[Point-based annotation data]

--- Begin ---

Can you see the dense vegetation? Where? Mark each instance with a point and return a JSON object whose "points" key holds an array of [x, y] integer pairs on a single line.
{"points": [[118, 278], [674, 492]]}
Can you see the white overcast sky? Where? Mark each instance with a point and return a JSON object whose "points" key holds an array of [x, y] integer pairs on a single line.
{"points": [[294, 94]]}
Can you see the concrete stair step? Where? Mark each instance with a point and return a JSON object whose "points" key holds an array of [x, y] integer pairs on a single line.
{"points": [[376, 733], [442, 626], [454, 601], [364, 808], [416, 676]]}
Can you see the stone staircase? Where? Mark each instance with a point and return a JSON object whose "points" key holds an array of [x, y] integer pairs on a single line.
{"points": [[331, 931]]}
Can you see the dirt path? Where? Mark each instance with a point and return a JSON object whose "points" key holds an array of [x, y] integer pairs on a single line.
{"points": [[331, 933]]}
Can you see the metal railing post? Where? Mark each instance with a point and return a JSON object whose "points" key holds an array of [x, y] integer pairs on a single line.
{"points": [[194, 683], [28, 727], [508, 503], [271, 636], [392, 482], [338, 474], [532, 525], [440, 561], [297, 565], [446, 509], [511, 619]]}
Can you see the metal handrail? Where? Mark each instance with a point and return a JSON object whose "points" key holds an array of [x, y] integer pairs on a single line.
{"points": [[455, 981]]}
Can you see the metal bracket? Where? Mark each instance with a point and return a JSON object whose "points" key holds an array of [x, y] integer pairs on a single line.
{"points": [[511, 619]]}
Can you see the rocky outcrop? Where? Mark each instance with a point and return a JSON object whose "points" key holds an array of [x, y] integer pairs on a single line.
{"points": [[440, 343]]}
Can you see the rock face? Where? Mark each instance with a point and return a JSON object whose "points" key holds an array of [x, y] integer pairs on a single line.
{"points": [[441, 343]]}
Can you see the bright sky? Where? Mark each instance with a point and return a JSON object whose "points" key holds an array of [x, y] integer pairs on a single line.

--- End ---

> What you need to do:
Substitute "cliff face" for "rock face" in the entries from the line with "Can you see the rock face?" through the end of the entries, and give only those lines with everything else unchanged.

> Worked answer:
Can you see the cliff face? Where? Mark each instance with a point and return a JSON object whose "points" key holds an array of [x, y] integer pairs on a single line.
{"points": [[441, 343]]}
Can you see the bright sky? Where? Mark each instance with a point and return a JSON object whose "points" key holds an array of [x, y] integer pairs on a single line.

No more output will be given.